══ Extract to read ══

Your money shot may be a blank. About 15 per cent of couples have trouble conceiving, and at least a third of the time the guy's sperm is at fault, according to the National Institutes of Health.
So get busy: sperm quality peaks in winter and early spring, an Israeli study found, and low-stress weekends offer your best chances of success.
Dr Ashok Agarwal, head of reproductive medicine at Cleveland Clinic, explains how four lifestyle changes can improve your baby-making odds.
Related: 7 Signs Your Semen is Healthy and Strong
Sperm are not perfectly shaped little tadpoles. In fact, 90-plus per cent of the average guy's swimmers may be too deformed to penetrate the egg. Excess free radicals may be to blame, Agarwal says.
Consuming foods rich in the antioxidant lycopene is one solution, Harvard scientists say. (For a quick boost, eat tomato sauce: A quarter cup has 8,500 micrograms.)
A typical ejaculation can contain 15 to 150 million sperm. To maximise your potential payload, you need to work up a sweat outside the bedroom, says Agarwal.
In fact, Harvard researchers found that men who worked out the most had a 33 percent higher sperm count than those who exercised the least. That's because gym time helps burn fat while boosting testosterone.
Your sperm must carry out their mission in 12 to 14 hours; that's how long the egg, once it's released, remains viable. Success can depend on their swimming speed.
So help them out: put down the smartphone. In a Cleveland Clinic study, men who used their phones more had decreased sperm mobility, perhaps because of these phones' electromagnetic waves.
Those swimmers need to stay alive - and your choice of lube matters. Even lubes that are touted as "all natural" may contain chemicals that are acidic or alkaline enough to poison your mini-Phelpses.
In fact, some brands can wipe out 72 per cent of your offering in 30 minutes, say researchers in Australia. Save your sperm with a blend designed for procreation.

═══
══ Listed entries ══

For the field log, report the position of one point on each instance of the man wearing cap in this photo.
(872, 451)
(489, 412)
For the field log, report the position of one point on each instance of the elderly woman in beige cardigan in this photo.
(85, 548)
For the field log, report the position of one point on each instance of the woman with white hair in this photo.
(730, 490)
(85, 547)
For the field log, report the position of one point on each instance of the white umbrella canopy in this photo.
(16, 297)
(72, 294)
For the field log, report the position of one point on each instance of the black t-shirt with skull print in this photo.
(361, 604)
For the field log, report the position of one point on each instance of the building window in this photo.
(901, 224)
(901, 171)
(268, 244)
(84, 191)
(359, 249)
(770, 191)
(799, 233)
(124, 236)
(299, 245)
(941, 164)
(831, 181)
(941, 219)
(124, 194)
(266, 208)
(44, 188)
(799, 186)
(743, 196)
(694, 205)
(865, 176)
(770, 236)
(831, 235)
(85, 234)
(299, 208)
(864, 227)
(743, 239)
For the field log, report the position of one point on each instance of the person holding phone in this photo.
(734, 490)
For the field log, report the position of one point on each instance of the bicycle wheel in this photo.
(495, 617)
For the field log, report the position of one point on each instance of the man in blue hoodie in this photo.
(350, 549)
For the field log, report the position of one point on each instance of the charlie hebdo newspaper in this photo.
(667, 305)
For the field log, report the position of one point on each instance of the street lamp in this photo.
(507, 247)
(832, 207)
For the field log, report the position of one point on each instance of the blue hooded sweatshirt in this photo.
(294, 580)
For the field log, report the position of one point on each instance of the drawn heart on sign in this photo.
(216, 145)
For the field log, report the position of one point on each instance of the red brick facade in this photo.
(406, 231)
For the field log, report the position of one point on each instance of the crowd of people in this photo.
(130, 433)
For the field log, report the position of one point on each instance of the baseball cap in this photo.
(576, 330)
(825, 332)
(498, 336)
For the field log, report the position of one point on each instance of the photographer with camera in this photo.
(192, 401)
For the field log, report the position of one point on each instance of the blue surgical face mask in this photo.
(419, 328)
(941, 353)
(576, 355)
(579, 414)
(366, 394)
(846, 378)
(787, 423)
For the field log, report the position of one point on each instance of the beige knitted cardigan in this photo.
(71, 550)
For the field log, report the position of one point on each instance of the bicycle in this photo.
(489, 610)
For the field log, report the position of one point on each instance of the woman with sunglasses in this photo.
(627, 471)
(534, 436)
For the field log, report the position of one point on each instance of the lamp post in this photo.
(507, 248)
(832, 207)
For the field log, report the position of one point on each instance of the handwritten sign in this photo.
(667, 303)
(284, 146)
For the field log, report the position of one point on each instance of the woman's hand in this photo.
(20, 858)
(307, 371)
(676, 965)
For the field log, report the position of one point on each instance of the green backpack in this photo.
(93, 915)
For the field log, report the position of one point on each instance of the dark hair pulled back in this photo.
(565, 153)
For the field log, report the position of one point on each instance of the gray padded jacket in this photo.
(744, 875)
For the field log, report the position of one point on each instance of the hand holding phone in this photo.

═══

The article on sperm health says four lifestyle changes can improve a man's baby-making odds. List all four as the article presents them.

1. Eat foods rich in the antioxidant lycopene, such as tomato sauce.
2. Work up a sweat by exercising outside the bedroom.
3. Put down the smartphone.
4. Use a lube blend designed for procreation.